> **Instructions to follow**: Can you reproduce the records word for word, starting at the very beginning and ending at the line that contains "point(193, 207)", with both ends included?

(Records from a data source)
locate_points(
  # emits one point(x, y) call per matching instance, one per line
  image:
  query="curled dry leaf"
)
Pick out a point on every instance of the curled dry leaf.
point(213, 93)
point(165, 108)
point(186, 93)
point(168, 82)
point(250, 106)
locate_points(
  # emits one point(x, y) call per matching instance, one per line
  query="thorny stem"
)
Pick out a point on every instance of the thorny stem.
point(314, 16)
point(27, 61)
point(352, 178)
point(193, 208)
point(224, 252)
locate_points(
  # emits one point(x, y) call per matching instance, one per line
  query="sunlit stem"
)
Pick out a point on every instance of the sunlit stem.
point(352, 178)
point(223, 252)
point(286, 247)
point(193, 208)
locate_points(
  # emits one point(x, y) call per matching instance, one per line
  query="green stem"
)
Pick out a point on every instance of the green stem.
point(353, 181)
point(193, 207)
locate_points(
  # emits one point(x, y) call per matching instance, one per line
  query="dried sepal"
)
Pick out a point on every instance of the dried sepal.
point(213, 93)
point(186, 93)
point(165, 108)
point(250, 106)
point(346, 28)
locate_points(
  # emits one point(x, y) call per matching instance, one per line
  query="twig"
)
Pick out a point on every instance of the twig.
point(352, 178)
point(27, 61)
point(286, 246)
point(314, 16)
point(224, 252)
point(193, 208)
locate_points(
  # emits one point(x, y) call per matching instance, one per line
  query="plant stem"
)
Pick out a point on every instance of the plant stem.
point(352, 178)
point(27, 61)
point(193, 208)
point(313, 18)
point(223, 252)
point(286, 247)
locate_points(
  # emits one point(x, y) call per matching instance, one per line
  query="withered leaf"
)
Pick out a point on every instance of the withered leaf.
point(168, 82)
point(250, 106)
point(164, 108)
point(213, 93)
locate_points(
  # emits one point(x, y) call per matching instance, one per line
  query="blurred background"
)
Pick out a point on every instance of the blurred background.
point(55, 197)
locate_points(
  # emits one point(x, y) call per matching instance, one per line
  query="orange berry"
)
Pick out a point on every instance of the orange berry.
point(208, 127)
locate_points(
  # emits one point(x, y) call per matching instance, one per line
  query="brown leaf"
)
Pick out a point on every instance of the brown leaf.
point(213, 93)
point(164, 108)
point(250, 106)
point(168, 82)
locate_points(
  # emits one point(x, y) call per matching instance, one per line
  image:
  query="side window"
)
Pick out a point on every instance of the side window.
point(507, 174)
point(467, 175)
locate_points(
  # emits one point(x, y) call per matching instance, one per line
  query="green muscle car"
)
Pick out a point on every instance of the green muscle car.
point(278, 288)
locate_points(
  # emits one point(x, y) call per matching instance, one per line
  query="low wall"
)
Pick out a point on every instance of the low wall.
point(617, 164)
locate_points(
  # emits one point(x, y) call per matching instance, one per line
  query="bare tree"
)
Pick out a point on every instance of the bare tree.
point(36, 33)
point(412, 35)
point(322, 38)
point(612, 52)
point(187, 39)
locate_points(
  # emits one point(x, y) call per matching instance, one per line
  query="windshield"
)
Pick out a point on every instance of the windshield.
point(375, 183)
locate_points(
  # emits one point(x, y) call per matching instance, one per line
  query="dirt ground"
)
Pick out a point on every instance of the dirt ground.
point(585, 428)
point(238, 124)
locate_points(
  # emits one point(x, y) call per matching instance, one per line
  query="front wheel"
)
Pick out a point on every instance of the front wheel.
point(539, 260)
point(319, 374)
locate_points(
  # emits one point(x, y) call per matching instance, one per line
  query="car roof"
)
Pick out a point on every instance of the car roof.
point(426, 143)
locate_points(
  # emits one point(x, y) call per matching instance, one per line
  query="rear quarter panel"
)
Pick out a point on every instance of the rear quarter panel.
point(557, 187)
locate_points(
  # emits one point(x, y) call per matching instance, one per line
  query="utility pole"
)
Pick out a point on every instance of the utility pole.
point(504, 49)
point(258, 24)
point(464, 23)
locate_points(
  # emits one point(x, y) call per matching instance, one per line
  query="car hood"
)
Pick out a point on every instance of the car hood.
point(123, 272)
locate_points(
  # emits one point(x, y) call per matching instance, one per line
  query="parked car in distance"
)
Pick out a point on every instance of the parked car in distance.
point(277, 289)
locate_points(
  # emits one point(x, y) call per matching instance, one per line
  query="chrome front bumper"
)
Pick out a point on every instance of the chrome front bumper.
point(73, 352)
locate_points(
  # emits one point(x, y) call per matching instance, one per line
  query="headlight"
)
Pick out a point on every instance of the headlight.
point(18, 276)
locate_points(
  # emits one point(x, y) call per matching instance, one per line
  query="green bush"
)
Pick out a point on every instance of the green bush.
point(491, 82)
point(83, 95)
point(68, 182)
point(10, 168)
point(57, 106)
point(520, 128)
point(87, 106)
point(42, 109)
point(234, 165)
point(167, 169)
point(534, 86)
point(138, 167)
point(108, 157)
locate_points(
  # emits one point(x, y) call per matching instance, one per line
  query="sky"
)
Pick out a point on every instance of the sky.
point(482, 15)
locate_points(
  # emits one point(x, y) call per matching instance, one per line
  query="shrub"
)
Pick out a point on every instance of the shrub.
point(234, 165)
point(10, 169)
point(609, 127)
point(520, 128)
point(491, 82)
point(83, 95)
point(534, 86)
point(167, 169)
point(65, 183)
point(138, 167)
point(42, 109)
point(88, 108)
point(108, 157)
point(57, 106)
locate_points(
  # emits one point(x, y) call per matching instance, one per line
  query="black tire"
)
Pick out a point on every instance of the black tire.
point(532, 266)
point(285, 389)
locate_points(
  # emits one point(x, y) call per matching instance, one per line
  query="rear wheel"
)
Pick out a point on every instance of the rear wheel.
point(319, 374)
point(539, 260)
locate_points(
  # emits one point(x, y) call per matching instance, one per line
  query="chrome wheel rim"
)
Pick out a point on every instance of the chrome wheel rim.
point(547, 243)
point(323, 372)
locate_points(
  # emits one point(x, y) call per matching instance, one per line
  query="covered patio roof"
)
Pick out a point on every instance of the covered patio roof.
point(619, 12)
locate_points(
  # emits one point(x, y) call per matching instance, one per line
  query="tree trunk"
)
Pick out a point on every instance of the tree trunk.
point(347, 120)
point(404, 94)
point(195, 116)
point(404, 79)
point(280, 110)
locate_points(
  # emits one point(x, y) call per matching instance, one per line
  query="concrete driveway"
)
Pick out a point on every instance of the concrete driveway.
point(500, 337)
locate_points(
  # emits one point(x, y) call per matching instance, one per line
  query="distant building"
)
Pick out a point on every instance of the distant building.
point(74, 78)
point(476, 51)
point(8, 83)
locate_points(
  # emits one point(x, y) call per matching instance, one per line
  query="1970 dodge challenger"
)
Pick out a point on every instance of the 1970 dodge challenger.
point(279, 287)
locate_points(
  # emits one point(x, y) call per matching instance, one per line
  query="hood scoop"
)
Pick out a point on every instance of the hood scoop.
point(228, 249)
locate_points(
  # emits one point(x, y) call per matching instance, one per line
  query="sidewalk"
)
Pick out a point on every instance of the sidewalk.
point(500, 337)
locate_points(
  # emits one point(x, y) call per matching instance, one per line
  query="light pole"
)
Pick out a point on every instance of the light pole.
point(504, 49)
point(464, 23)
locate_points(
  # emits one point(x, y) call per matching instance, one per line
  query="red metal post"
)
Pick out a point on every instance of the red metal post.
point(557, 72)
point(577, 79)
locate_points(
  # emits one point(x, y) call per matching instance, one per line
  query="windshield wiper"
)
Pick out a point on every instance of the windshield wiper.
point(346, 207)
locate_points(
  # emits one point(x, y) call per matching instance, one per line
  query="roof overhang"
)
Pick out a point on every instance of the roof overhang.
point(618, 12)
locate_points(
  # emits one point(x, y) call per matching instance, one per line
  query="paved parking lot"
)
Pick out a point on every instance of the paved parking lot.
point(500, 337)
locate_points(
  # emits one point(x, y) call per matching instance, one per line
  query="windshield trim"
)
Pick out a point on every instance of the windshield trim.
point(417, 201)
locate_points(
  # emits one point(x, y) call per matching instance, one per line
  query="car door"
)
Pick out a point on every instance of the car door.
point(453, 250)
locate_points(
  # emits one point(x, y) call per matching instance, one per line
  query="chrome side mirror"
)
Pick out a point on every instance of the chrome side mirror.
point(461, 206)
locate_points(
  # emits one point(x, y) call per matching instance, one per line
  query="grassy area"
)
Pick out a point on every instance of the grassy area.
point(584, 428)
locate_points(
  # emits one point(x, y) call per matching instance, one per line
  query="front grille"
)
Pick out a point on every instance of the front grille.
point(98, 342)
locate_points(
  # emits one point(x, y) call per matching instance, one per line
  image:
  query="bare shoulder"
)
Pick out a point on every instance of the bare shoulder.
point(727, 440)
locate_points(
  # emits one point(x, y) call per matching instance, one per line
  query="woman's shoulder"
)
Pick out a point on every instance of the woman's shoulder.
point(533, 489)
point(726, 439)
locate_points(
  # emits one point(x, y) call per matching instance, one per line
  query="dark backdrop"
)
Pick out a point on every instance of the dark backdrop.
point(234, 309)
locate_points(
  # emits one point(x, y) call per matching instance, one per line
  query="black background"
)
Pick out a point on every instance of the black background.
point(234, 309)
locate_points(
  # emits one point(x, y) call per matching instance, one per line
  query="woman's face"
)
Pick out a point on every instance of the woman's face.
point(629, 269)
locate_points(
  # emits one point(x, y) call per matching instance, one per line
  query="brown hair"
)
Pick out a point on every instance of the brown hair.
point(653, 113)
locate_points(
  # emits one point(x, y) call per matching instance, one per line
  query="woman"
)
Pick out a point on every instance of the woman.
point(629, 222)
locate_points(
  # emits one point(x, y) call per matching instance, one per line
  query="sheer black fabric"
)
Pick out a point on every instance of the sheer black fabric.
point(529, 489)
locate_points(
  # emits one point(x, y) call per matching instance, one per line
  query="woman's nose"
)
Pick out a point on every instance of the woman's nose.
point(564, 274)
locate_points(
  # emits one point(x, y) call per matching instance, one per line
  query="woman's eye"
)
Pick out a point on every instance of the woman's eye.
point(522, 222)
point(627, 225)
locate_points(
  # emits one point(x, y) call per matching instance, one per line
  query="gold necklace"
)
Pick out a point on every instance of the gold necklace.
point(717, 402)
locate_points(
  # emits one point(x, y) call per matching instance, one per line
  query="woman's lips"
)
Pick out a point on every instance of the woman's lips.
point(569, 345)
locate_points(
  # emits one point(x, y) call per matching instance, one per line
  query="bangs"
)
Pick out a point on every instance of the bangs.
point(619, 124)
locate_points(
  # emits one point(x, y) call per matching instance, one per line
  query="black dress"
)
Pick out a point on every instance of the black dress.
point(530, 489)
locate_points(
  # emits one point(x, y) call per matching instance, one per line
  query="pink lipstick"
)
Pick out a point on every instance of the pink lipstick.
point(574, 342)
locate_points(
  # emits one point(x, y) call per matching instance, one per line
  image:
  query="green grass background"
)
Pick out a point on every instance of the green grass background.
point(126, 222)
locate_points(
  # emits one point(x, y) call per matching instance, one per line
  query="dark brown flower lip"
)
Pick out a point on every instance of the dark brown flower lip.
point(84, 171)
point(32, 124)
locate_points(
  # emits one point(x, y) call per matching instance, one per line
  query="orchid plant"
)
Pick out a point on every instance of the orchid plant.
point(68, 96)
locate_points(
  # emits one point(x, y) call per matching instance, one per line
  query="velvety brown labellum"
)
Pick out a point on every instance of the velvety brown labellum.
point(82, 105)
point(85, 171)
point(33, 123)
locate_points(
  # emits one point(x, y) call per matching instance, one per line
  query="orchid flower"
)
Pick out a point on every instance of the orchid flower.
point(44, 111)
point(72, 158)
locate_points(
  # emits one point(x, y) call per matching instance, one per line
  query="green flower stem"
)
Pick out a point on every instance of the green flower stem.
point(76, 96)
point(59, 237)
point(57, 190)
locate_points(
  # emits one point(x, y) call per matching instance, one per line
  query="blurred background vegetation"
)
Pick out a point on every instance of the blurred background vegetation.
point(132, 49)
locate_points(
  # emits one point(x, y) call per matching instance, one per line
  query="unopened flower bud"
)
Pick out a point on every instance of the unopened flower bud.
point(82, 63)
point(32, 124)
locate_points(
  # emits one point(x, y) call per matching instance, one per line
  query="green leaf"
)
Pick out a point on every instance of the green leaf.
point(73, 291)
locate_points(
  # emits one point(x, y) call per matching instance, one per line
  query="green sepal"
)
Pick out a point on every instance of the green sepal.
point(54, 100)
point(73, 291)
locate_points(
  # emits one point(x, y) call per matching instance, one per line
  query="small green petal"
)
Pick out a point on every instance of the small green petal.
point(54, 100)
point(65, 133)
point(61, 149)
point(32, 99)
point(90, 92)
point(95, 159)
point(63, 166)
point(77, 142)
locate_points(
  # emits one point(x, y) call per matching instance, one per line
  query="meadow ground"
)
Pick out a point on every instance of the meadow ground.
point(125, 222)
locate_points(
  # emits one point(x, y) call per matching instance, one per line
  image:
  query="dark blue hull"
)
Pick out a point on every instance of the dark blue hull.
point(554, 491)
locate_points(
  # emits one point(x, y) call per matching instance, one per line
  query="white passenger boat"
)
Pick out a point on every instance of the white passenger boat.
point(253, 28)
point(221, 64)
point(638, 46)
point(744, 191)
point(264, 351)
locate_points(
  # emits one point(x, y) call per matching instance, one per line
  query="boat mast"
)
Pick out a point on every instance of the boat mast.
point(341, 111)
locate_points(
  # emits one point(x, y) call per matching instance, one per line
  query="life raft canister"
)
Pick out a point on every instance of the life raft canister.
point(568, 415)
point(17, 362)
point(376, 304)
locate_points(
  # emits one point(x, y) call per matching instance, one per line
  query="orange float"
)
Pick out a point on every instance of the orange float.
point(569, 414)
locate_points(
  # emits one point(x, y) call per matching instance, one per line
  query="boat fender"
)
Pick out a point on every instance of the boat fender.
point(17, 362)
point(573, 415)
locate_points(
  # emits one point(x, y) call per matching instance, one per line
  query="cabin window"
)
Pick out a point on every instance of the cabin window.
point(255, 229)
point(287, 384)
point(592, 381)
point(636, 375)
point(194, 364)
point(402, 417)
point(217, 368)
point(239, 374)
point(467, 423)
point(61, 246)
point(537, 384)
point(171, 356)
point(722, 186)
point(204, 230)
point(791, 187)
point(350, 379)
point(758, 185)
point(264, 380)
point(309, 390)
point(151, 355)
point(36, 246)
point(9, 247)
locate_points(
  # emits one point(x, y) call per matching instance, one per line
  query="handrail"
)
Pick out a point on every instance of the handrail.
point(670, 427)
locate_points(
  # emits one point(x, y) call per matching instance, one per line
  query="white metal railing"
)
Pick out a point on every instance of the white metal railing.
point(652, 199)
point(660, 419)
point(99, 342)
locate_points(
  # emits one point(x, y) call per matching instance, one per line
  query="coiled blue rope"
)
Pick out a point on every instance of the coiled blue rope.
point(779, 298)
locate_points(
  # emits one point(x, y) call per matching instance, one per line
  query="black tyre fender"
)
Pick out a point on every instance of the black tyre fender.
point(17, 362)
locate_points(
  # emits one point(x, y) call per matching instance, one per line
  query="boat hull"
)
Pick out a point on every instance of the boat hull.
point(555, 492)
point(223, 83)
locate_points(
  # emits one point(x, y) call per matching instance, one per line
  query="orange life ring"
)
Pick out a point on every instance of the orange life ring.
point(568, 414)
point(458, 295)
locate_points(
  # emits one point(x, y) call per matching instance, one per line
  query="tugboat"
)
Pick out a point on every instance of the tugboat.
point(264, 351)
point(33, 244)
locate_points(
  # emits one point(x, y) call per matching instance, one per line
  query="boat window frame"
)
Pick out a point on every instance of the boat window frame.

> **Completed exercise**:
locate_points(
  # emits one point(x, y) call per matching instance, one per line
  image:
  query="curled dry leaf"
)
Pick out a point on every instance of the curled dry leaf.
point(213, 93)
point(165, 108)
point(186, 93)
point(168, 82)
point(250, 106)
locate_points(
  # emits one point(x, y) call per matching instance, one per line
  query="thorny stem"
)
Pick out a point on every instance of the thorny stem.
point(314, 16)
point(27, 61)
point(352, 178)
point(193, 208)
point(224, 252)
locate_points(
  # emits one point(x, y) call per matching instance, one per line
  query="sunlit stem"
)
Pick out a point on every instance of the sunlit stem.
point(352, 178)
point(223, 252)
point(286, 247)
point(193, 208)
locate_points(
  # emits one point(x, y) call per matching instance, one per line
  query="green stem"
)
Pick out a point on every instance of the green stem.
point(353, 181)
point(193, 207)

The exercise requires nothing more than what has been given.